▶ [To be done]:
Rewrite the lines of each item below as a numbered list, leaving out blank lines.

———

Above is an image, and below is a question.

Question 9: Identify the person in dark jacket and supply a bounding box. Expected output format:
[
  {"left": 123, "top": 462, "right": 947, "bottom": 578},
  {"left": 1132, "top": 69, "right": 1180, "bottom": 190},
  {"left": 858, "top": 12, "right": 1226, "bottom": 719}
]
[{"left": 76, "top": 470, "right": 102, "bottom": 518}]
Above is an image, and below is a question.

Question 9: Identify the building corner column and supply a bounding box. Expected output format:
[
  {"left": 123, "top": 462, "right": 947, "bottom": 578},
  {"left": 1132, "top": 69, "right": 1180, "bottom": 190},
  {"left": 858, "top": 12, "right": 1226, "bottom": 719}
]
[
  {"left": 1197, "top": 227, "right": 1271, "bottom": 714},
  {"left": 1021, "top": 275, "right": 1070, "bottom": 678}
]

———

▶ [In response]:
1. Above is an image, and below is a question.
2. Question 9: Identify the person in dark jacket and supply a bounding box. Expected output format:
3. [
4.   {"left": 123, "top": 462, "right": 947, "bottom": 578},
5.   {"left": 1132, "top": 69, "right": 1180, "bottom": 190},
6.   {"left": 858, "top": 12, "right": 1226, "bottom": 719}
7. ]
8. [{"left": 76, "top": 470, "right": 102, "bottom": 518}]
9. Above is an image, and below is a question.
10. Question 9: Identify the building corner column and supply a bounding box. Expected output format:
11. [
12.   {"left": 123, "top": 462, "right": 947, "bottom": 578},
13.   {"left": 1132, "top": 69, "right": 1180, "bottom": 190},
14.   {"left": 858, "top": 12, "right": 1226, "bottom": 719}
15. ]
16. [
17.   {"left": 1197, "top": 227, "right": 1271, "bottom": 714},
18.   {"left": 1021, "top": 275, "right": 1070, "bottom": 678}
19. ]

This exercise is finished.